### SHORT EXERCISE
Reproduce all of the material word for word.

### DATA FOR THIS EXERCISE

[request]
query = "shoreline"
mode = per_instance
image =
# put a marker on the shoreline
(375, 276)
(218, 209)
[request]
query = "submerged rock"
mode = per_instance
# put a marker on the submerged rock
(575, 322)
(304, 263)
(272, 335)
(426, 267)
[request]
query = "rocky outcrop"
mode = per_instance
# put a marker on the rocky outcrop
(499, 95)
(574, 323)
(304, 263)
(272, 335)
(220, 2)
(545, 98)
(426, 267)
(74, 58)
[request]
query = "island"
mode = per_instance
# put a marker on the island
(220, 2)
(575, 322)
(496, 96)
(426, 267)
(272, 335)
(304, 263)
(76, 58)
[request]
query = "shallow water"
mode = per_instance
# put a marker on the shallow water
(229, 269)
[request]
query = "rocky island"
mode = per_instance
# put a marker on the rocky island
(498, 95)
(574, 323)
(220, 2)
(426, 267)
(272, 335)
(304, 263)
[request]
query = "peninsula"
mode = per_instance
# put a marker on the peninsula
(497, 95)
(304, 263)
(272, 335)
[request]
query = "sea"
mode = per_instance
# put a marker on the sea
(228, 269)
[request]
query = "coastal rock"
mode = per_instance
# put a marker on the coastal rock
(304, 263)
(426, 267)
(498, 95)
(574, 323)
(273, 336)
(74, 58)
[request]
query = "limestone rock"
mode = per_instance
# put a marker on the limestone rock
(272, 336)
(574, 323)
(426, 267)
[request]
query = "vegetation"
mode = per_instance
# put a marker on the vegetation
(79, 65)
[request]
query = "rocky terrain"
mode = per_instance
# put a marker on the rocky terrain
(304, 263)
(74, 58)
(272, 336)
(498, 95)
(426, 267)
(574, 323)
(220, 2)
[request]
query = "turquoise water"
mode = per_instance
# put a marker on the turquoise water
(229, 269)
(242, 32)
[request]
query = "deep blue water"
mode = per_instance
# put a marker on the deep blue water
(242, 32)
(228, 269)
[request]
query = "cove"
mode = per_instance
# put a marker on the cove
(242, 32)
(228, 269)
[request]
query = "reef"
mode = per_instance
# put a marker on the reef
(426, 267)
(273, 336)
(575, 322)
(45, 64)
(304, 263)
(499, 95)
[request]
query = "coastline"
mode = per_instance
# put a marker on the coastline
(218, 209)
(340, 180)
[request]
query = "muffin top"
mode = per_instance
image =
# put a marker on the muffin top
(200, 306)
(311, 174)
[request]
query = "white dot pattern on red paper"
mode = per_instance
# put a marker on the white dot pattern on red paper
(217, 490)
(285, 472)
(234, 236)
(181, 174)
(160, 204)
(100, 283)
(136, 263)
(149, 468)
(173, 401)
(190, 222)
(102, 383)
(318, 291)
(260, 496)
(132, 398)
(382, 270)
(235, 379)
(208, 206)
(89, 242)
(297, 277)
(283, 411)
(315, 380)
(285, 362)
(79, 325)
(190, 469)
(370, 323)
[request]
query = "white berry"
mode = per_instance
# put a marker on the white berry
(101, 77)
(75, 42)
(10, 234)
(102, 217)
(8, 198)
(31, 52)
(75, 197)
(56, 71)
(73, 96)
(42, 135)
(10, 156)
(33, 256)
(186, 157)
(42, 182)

### FULL RESPONSE
[request]
query = "shoreline"
mode = per_instance
image =
# put a marker on the shoreline
(375, 276)
(218, 209)
[request]
query = "submerged rock"
mode = per_instance
# put a marker on the submerged rock
(575, 322)
(304, 263)
(272, 335)
(426, 267)
[request]
query = "rocky outcrop"
mode = per_instance
# put a marker on the rocky outcrop
(499, 95)
(574, 323)
(304, 263)
(272, 335)
(220, 2)
(545, 98)
(426, 267)
(74, 58)
[request]
query = "island"
mode = per_instance
# put a marker on the island
(220, 2)
(575, 322)
(496, 96)
(426, 267)
(272, 335)
(304, 263)
(76, 58)
[request]
query = "shallow water"
mode = per_instance
# put a marker on the shallow water
(229, 269)
[request]
query = "rocky island"
mode = per_instance
# put a marker on the rocky island
(498, 95)
(574, 323)
(220, 2)
(426, 267)
(272, 335)
(304, 263)
[request]
query = "peninsula"
mode = per_instance
# put a marker on the peninsula
(497, 95)
(304, 263)
(272, 335)
[request]
query = "sea"
mode = per_instance
# put a marker on the sea
(228, 269)
[request]
query = "coastal rock"
mode = per_instance
# put a marker on the coastal rock
(304, 263)
(426, 267)
(498, 95)
(574, 323)
(273, 336)
(74, 58)
[request]
query = "limestone rock"
mode = per_instance
# put a marker on the limestone rock
(272, 336)
(574, 323)
(426, 267)
[request]
query = "vegetation"
mode = per_instance
# put a marker on the vegetation
(79, 65)
[request]
query = "rocky terrain"
mode = per_instance
# put a marker on the rocky terrain
(304, 263)
(74, 58)
(272, 336)
(498, 95)
(426, 267)
(574, 323)
(220, 2)
[request]
query = "turquoise water"
mode = per_instance
# put a marker on the turquoise water
(229, 269)
(242, 32)
[request]
query = "deep blue water"
mode = per_instance
# put a marker on the deep blue water
(242, 32)
(228, 269)
[request]
query = "cove"
mode = per_instance
# put a marker on the cove
(242, 32)
(228, 269)
[request]
query = "reef"
mode = per_instance
# put a marker on the reef
(426, 267)
(273, 336)
(575, 322)
(45, 64)
(304, 263)
(499, 95)
[request]
query = "coastline"
mode = per_instance
# put a marker on the coastline
(218, 209)
(340, 180)
[request]
query = "muffin top"
mode = per_instance
image =
# put a marker on the muffin top
(200, 306)
(311, 174)
[request]
query = "white dot pattern on red paper"
mode = per_instance
# put a marker on the white dot pattern on red paper
(217, 490)
(285, 472)
(234, 236)
(181, 174)
(160, 204)
(100, 283)
(136, 263)
(149, 468)
(173, 401)
(190, 222)
(102, 383)
(318, 291)
(260, 496)
(132, 398)
(382, 270)
(235, 379)
(208, 206)
(89, 242)
(297, 277)
(283, 411)
(315, 380)
(285, 362)
(79, 325)
(190, 469)
(370, 323)
[request]
query = "white berry"
mode = per_instance
# put a marker on the white berry
(101, 77)
(75, 42)
(10, 234)
(102, 217)
(8, 198)
(31, 52)
(75, 197)
(56, 71)
(73, 96)
(42, 135)
(10, 156)
(33, 256)
(186, 157)
(42, 182)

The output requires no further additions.